Exercise details ▸ Print every one of the records verbatim, omitting nothing.

━━━━━ Extracted entries

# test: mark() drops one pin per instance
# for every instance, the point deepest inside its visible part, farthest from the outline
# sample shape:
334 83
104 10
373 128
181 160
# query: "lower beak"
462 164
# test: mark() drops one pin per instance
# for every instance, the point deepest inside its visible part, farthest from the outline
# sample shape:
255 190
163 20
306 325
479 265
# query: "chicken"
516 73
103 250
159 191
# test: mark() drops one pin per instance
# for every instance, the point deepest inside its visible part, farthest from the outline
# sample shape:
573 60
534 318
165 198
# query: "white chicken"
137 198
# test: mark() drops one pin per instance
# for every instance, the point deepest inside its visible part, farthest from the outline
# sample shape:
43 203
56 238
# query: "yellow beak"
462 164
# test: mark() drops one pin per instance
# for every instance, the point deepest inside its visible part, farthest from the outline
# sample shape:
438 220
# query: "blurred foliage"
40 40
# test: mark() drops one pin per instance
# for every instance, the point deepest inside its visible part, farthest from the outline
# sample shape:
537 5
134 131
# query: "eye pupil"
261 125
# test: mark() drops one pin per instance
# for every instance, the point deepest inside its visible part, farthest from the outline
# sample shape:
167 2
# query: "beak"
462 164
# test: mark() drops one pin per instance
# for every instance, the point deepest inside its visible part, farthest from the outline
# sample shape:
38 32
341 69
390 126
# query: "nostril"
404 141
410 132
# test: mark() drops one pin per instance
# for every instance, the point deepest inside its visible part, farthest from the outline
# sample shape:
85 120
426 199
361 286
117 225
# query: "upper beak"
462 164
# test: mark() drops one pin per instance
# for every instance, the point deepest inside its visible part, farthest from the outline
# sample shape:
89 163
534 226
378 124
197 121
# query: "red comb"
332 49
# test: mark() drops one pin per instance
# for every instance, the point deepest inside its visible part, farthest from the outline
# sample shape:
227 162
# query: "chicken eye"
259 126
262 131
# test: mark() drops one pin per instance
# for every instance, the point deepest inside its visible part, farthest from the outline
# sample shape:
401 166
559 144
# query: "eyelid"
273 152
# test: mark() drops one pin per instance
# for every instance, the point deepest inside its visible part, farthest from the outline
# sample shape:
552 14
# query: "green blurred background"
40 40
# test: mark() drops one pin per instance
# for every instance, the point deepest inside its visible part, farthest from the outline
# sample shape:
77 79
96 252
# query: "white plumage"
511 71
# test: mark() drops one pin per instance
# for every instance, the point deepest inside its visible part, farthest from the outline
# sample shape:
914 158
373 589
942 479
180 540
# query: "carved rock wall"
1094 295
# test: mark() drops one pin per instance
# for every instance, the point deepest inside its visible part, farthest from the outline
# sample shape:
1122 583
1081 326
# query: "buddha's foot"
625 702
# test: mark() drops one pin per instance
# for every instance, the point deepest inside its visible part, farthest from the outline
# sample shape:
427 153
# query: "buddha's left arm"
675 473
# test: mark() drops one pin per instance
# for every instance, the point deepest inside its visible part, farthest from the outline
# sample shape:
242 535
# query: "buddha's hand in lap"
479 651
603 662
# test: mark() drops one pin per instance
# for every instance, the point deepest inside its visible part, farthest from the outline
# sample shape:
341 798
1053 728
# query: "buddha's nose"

━━━━━━━━━━

Answer space ▸
# test: mark() drops one pin per instance
# for every instance, the point deepest inside its visible part, farthest from the outline
# sample shape:
334 83
104 10
373 128
181 160
# query: "lower beak"
462 164
# test: mark() drops one pin per instance
# for every instance, the point deepest inside its visible part, farthest from the outline
# sample shape:
255 190
163 20
306 325
479 265
# query: "chicken"
516 73
103 250
159 191
# test: mark() drops one pin per instance
# for every instance, the point deepest inside its visible part, farthest from the outline
# sample shape:
573 60
534 318
165 198
# query: "white chicken"
137 198
# test: mark() drops one pin per instance
# for every instance, the point deepest inside its visible part, farthest from the outline
# sample shape:
43 203
56 238
# query: "yellow beak"
462 164
# test: mark() drops one pin per instance
# for every instance, the point deepest inside its visible part, farthest from the outline
# sample shape:
438 220
# query: "blurred foliage"
40 40
# test: mark() drops one pin per instance
# for every instance, the point deepest inside its visible part, farthest from the outline
# sample shape:
537 5
134 131
# query: "eye pupil"
261 125
# test: mark() drops one pin per instance
# for every instance, the point deepest inside its visible part, farthest from the outline
# sample shape:
167 2
# query: "beak"
462 164
# test: mark() drops one pin per instance
# for every instance, the point deepest inside its visible part, farthest from the outline
# sample shape:
38 32
341 69
390 126
# query: "nostril"
404 141
410 132
# test: mark() drops one pin per instance
# for every instance, the point deepest inside its visible part, farthest from the outline
# sample shape:
85 120
426 199
361 286
117 225
# query: "upper beak"
462 164
# test: mark() drops one pin per instance
# for every instance, the point deepest inside its visible part, farthest from the outline
# sample shape:
89 163
534 226
378 124
197 121
# query: "red comb"
332 49
# test: mark() drops one pin per instance
# for every instance, the point deepest inside its visible part, farthest from the outline
# sample shape:
227 162
# query: "chicken eye"
259 126
262 131
# test: mark() drops one pin per instance
# for every instance, the point deepest inside its visible part, farthest from the outline
# sample shape:
401 166
559 144
# query: "eyelid"
273 152
# test: mark() drops one pin per instance
# for every instance, the point deepest inside its visible part, farthest from the outline
# sample shape:
552 14
# query: "green blurred background"
40 40
# test: mark() drops one pin per instance
# for every instance, the point deepest inside its visible part, farthest from the outline
# sample shape:
77 79
96 252
# query: "white plumage"
511 71
# test: mark() drops one pin per instance
# for every instance, the point deepest inside its visible part, farthest from the outline
# sample shape:
914 158
373 589
942 479
180 540
# query: "carved rock wall"
1094 295
# test: mark() drops one pin per instance
# for every instance, the point deepest inside its visible part, farthest from the outline
# sample shape:
1122 583
1081 326
# query: "buddha's foot"
625 702
# test: mark() drops one pin per instance
# for every instance, the point deepest inside its visible part, farthest from the outline
# sample shape:
427 153
# query: "buddha's left arm"
675 473
# test: mark() drops one pin per instance
# for every instance, the point deepest inside its visible part, farthest from the outline
# sample shape:
242 535
# query: "buddha's hand in lap"
479 651
603 662
# test: mark() drops one pin per instance
# for every instance, the point deepest inside its visible part, farthest from the outline
# sample shape:
341 798
1053 728
# query: "buddha's nose"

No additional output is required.